▶ **What the task requires**:
Please give an exact printout of the records, without any pictures.

▶ **Extracted entries**:

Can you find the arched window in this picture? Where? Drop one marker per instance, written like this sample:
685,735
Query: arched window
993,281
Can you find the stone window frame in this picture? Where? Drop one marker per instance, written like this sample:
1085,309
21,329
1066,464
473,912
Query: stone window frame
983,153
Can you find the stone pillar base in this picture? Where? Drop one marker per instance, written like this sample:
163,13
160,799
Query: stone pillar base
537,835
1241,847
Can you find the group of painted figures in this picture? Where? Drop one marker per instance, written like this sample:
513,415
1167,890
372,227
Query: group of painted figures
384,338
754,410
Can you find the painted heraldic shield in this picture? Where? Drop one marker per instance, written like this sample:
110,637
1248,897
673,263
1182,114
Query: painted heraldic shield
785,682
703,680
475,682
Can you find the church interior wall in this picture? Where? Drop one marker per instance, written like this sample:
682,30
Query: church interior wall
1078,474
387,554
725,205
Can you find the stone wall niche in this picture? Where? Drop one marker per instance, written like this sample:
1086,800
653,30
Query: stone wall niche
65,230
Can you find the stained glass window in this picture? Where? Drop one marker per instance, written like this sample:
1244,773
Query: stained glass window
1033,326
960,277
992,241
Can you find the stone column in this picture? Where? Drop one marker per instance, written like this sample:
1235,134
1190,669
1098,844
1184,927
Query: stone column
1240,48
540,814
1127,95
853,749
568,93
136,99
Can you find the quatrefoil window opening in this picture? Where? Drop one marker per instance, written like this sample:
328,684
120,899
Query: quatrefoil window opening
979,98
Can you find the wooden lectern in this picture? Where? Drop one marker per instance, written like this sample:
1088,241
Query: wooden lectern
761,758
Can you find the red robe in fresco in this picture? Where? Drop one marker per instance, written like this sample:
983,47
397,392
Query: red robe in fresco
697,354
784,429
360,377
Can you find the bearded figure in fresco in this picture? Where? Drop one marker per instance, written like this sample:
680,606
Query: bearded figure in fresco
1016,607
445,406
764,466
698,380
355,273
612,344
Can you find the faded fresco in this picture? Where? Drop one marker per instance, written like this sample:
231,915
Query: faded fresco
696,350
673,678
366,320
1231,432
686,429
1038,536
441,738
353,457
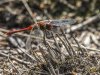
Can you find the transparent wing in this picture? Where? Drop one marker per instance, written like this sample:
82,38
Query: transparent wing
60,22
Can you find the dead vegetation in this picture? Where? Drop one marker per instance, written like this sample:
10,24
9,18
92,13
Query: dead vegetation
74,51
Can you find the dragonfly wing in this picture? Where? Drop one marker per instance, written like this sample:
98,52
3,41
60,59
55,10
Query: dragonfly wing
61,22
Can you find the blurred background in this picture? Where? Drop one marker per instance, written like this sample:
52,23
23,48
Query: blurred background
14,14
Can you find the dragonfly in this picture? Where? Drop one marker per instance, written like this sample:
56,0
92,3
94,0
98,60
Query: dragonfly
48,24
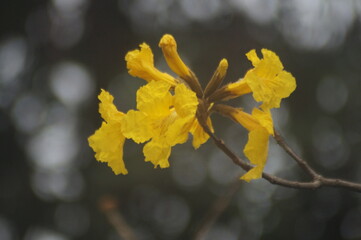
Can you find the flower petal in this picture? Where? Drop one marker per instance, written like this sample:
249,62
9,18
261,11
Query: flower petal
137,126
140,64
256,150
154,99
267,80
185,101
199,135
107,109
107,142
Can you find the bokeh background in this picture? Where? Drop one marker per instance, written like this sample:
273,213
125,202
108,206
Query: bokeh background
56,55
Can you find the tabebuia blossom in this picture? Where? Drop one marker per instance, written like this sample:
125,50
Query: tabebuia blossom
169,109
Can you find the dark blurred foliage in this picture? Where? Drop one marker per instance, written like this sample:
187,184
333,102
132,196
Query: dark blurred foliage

▶ **Written answer**:
Can you find the arched window in this picture? Where? Drop one marker per instance, written like this sample:
685,735
Query: arched window
993,281
Can you find the stone window frame in this picture? Where? Drop one marker per instance, written like this sample:
1085,309
21,329
1066,464
473,912
Query: stone window frame
983,153
Can you find the stone pillar base in this picture? Where? Drop one marker per instance, written like this sample:
163,13
160,799
Query: stone pillar base
537,835
1241,847
Can you find the group of painted figures in this picture? Where? Drop one marker per instance, written like this sample:
513,415
1167,890
372,227
Query: group of painted figures
384,338
754,410
Can you find the painted heraldic shield in this picture? Where? Drop one marker per instance, written like this sample:
110,637
1248,897
673,263
1182,114
Query: painted heraldic shield
785,682
703,680
475,682
Can you find the church interior wall in this picture? Where? Drop one marker per instance, written like this sample:
682,30
Query: church interior wall
1078,474
387,554
725,205
Can you find the stone wall niche in this picture? Where? Drop one marker per instance, written like this sample:
1086,800
653,30
Query: stone wall niche
65,230
Can you find the stained glass window in this picture? Where? Drop one marker per instance, written like this sample:
1244,773
Query: stained glass window
1033,326
960,277
992,241
Can you find the stone column in this picture? Where? Drop one marker per instance, written like this sample:
1235,134
1190,669
1098,844
1184,927
Query: stone column
1240,48
540,814
1127,95
853,749
568,93
136,99
Can you find the quatrefoil window opening in this picture? Where? Drop one marker per instance, written like this sample:
328,684
120,899
Query: quatrefoil window opening
979,98
Can you find the wooden lectern in this picture? Where? Drop one marker per instance, written like this sample:
1088,241
Query: wooden lectern
761,758
Can you find the red robe in fresco in this picture? Where? Drop one marker per instance, written like this sample:
983,47
397,392
Query: red robe in fresco
697,354
784,429
360,377
Can you find the bearded figure in fresco in this picture? Where? Drop one marker per instance, written like this sample:
680,606
Query: bearded figure in fresco
1016,607
445,406
764,466
698,380
355,273
612,344
Can you find the faded fresco in this picture? Where? Drop one marker per instance, written like this sample:
231,915
Query: faded fresco
696,350
673,678
366,320
1231,432
686,429
1038,536
441,738
353,457
Can you find the transparent wing in this picture? Where? Drop one marker per instance, written like this sample:
82,38
Query: transparent wing
60,22
Can you find the dead vegetation in this picture? Where? Drop one marker per instance, written like this sample:
10,24
9,18
92,13
Query: dead vegetation
74,51
Can you find the dragonfly wing in this picture? Where? Drop one marker per instance, written like this sample:
98,52
3,41
60,59
55,10
Query: dragonfly wing
61,22
Can you find the blurred background in this picture? Where? Drop one marker per instance, written like this sample:
52,23
23,48
Query: blurred background
14,14
Can you find the dragonfly in this picture? Where? Drop one marker per instance, written like this sample:
56,0
92,3
94,0
98,60
Query: dragonfly
48,24
Can you find the flower petal in this picture? Where? Drop one marker per instance, written like this sample:
249,62
9,18
261,11
Query: flower petal
137,126
140,64
256,150
154,99
267,80
185,101
199,135
107,109
107,142
Can you find the bokeh background in this picture? Where? Drop one marker per instance, written like this sample:
273,213
125,202
108,206
Query: bokeh background
56,55
Can you find the tabebuia blossom in this picture? Where? Drop one marker per instance, written like this sample:
125,50
Query: tabebuia blossom
169,109
Can you find the dark blurred foliage in this picture? Where? Drop one marker per instance, written like this sample:
187,184
333,102
132,196
Query: dark blurred foliage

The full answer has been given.